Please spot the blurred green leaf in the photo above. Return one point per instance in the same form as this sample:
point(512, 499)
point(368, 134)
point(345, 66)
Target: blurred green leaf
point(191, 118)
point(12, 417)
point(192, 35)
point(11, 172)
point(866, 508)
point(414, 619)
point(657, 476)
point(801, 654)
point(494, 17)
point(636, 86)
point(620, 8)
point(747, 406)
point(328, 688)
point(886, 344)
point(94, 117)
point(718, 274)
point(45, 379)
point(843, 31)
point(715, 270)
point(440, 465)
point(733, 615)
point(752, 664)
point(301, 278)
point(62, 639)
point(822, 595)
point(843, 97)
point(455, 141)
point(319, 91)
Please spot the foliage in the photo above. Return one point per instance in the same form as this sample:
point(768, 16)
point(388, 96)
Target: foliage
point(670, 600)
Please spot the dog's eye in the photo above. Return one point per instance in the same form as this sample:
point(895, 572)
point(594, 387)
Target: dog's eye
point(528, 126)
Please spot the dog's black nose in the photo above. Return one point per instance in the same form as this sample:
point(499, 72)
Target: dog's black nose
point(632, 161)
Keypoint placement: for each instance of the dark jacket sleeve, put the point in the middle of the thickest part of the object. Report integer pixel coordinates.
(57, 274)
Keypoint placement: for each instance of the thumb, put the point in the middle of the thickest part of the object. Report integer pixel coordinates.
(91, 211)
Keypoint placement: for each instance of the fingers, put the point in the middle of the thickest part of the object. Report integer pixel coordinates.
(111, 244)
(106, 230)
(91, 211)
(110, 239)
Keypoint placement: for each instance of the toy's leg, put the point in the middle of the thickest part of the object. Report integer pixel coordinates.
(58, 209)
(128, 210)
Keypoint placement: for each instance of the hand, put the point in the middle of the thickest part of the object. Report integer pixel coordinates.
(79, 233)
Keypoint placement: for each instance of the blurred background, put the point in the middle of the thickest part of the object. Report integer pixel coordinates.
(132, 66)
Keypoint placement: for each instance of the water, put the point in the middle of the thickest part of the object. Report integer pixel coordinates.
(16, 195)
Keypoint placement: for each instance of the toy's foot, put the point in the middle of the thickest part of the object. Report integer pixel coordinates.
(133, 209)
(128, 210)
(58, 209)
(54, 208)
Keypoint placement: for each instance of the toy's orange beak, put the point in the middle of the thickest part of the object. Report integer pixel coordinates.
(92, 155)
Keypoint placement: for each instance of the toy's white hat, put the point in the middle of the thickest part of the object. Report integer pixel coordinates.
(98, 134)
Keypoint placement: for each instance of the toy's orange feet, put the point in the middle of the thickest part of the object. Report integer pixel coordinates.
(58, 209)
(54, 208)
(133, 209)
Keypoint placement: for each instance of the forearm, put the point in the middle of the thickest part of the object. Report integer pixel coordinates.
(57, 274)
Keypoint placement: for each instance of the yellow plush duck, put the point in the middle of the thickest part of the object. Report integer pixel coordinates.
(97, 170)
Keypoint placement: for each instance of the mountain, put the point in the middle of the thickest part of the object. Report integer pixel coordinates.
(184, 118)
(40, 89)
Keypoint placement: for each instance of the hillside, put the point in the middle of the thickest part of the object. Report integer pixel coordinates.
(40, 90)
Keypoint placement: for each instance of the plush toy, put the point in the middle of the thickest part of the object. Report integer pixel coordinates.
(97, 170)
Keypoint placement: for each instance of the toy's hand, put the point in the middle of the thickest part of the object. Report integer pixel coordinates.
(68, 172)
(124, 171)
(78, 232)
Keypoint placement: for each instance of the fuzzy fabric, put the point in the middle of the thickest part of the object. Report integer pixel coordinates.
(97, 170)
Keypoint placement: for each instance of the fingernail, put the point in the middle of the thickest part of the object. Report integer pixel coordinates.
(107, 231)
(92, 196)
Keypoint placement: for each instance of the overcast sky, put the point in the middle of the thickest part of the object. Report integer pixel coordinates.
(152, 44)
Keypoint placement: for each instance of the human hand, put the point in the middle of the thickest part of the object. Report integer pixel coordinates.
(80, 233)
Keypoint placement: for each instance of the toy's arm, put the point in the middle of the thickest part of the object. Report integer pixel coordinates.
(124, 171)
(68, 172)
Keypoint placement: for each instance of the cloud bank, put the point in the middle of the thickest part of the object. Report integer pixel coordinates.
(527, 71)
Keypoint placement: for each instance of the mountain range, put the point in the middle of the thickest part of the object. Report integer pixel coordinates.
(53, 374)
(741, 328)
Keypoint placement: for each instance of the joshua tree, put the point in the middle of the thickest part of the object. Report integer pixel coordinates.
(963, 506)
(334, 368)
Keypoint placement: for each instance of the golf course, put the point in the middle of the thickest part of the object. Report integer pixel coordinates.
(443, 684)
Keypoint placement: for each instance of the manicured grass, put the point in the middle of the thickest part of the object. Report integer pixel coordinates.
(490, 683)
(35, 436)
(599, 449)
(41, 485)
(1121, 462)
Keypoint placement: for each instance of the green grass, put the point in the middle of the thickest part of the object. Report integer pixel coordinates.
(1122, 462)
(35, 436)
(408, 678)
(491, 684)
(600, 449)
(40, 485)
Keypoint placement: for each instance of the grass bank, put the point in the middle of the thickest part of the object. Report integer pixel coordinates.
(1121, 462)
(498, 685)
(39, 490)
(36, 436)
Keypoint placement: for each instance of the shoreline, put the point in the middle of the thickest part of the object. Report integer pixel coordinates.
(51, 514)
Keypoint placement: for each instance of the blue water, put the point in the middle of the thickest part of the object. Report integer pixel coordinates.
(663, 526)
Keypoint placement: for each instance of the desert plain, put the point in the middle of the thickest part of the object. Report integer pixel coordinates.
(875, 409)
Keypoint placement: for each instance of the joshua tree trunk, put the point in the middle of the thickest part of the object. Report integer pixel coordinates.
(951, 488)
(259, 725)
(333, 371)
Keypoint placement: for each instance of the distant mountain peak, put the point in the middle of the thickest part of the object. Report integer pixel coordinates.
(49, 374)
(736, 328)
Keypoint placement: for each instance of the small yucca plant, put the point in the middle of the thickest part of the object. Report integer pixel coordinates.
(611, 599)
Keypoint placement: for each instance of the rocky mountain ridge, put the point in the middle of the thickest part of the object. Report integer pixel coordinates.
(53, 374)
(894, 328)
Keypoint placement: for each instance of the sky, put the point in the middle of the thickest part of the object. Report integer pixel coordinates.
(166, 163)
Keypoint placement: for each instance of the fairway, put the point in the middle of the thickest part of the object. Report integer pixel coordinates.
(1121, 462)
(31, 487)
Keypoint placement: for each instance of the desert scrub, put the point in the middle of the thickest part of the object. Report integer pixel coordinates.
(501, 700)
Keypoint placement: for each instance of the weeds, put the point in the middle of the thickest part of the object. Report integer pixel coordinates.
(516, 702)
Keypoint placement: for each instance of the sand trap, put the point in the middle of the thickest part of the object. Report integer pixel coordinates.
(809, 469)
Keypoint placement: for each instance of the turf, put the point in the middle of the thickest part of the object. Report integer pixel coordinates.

[Task to complete] Produce only the lines from the line containing "Please spot the foliage" through the line containing "point(895, 572)", inclusive of both, exactly as they stand in the entries above.

[Reply]
Please spot the foliage in the photo above. Return one point per instance in the same form as this sample:
point(768, 16)
point(388, 96)
Target: foliage
point(670, 600)
Please spot the dog's eye in the photo above. Return one point per instance in the same form as this sample:
point(895, 572)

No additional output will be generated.